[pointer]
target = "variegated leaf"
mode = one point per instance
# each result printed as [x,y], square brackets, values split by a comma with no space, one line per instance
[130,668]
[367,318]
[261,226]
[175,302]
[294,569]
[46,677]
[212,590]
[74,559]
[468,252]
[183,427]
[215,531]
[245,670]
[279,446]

### Task to carry out
All of the material above needs repeating. Keep it exact.

### Task solution
[pointer]
target = "variegated leaf"
mode = one point per instance
# each result printed as [x,y], square brackets, values split by a comma with no space, one line per instance
[130,668]
[367,318]
[261,226]
[175,302]
[294,569]
[46,677]
[212,590]
[74,559]
[468,252]
[183,427]
[215,531]
[245,670]
[279,446]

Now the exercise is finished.